_Written exercise_:
Count the lines of the material below that contain the string "light", treating uppercase and lowercase as different, and give only that number.

_Material for this task_:

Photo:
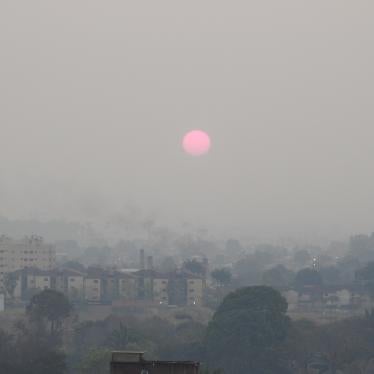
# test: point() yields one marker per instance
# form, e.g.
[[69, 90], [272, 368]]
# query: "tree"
[[96, 362], [194, 267], [30, 350], [49, 305], [119, 339], [278, 277], [221, 276], [308, 277], [10, 283], [247, 330]]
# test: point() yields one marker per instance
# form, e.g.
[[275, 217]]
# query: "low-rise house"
[[195, 289], [134, 363]]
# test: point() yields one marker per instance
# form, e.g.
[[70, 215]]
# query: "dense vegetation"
[[249, 331]]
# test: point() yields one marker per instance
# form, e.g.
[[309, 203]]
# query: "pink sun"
[[196, 143]]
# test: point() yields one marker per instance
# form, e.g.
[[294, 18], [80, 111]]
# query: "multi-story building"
[[28, 252], [160, 289], [195, 289], [93, 286], [127, 287]]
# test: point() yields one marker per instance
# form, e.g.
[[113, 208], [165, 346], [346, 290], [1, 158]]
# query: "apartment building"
[[28, 252]]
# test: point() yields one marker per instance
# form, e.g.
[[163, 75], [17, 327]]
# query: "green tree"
[[222, 277], [51, 306], [30, 351], [10, 283], [96, 361], [247, 330]]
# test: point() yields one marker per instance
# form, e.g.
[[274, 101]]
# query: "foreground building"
[[134, 363]]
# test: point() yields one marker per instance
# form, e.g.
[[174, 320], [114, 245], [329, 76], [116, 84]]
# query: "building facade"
[[133, 363], [28, 252]]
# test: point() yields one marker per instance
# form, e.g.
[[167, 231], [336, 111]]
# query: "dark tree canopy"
[[246, 329], [51, 305]]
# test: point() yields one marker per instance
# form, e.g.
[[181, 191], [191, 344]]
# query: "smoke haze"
[[96, 96]]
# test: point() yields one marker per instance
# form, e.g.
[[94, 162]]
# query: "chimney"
[[142, 259], [150, 262]]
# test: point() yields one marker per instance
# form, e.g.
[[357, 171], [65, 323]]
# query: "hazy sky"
[[95, 97]]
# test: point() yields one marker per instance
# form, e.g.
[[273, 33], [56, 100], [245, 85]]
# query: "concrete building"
[[195, 290], [133, 363], [74, 283], [127, 286], [160, 290], [93, 286], [28, 252]]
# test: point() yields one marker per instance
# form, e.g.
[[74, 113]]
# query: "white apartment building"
[[28, 252]]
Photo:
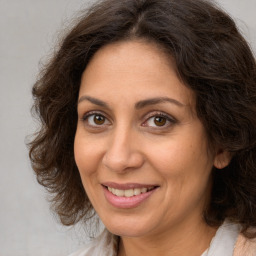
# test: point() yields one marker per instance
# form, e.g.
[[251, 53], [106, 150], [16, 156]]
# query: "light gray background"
[[27, 33]]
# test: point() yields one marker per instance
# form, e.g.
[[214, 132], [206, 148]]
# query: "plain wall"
[[27, 33]]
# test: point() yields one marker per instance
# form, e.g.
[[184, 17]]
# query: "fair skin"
[[126, 140]]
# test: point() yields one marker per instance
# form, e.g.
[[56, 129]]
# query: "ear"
[[222, 159]]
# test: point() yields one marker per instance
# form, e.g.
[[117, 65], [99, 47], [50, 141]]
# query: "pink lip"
[[127, 185], [126, 202]]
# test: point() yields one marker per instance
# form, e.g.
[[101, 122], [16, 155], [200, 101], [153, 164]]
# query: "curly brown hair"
[[212, 58]]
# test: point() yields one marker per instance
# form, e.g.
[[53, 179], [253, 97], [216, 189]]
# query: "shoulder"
[[245, 246], [104, 245]]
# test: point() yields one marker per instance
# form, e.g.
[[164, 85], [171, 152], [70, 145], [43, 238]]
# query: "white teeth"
[[137, 191], [128, 192], [119, 192]]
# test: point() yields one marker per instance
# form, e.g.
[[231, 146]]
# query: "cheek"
[[184, 158], [87, 155]]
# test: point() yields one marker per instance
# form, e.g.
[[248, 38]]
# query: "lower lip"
[[126, 202]]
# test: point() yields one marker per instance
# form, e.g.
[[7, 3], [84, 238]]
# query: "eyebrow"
[[138, 105], [157, 100], [94, 101]]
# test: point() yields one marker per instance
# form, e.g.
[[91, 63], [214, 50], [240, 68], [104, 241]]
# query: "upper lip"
[[126, 186]]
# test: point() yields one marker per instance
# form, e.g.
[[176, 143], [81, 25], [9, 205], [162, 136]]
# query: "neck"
[[182, 240]]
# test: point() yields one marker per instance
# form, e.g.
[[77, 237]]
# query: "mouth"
[[128, 195], [129, 192]]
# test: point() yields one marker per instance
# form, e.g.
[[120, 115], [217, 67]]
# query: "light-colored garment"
[[226, 242]]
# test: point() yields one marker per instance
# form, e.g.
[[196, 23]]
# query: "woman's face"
[[140, 148]]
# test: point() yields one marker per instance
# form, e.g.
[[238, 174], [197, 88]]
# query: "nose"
[[123, 152]]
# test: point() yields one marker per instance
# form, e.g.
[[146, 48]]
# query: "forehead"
[[135, 69]]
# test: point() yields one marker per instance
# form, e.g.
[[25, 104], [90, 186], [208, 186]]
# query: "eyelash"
[[168, 119]]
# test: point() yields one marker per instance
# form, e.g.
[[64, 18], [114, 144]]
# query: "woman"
[[148, 119]]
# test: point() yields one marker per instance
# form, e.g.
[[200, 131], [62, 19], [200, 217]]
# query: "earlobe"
[[222, 159]]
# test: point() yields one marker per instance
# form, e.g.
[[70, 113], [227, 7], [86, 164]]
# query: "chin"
[[129, 227]]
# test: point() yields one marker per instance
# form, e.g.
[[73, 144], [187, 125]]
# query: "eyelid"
[[95, 112], [168, 117]]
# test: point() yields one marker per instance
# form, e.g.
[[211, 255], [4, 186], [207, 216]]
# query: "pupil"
[[99, 119], [160, 121]]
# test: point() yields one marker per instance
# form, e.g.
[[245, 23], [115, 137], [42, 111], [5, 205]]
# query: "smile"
[[129, 192], [129, 195]]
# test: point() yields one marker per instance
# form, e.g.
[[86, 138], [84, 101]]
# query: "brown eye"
[[98, 119], [95, 120], [159, 121]]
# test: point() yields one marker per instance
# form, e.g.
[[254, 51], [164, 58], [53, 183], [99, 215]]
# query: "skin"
[[129, 146]]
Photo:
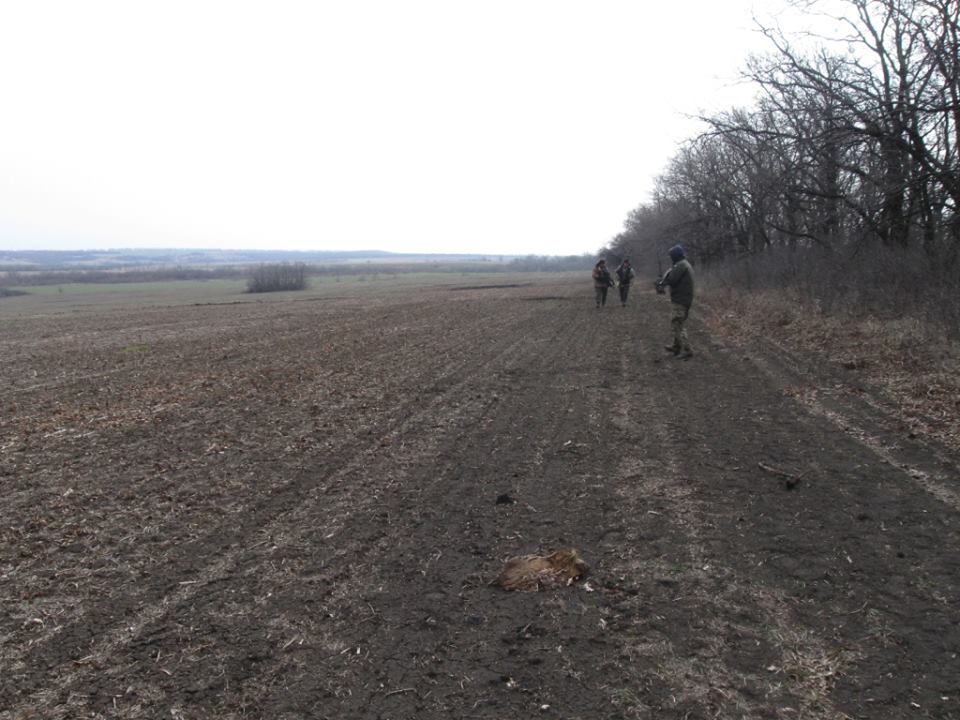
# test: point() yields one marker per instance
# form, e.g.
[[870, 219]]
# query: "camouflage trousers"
[[678, 321]]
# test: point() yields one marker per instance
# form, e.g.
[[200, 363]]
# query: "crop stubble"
[[288, 509]]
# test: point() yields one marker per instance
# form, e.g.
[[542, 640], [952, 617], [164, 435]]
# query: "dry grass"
[[913, 365]]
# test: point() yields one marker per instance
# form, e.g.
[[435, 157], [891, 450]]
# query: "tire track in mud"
[[732, 615], [433, 650], [820, 553], [267, 516], [871, 422]]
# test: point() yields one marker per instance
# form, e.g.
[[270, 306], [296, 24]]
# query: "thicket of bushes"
[[842, 182], [278, 277]]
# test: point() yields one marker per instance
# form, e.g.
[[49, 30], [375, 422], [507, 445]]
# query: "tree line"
[[844, 171]]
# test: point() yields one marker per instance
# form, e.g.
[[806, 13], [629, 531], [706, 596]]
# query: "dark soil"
[[290, 510]]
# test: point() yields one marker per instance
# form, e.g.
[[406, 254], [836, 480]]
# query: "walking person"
[[679, 278], [624, 275], [601, 282]]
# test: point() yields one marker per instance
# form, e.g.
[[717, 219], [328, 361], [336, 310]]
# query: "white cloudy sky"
[[502, 126]]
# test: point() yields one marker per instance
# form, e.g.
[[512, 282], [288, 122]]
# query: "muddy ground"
[[289, 509]]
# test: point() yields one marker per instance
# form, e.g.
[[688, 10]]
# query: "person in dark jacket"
[[679, 278], [601, 282], [624, 275]]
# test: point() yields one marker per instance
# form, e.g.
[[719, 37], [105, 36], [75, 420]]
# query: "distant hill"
[[167, 257]]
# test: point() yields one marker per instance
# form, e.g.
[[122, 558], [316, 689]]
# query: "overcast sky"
[[520, 126]]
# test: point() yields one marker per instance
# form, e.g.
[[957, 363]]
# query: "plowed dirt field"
[[294, 507]]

_Correct result_:
2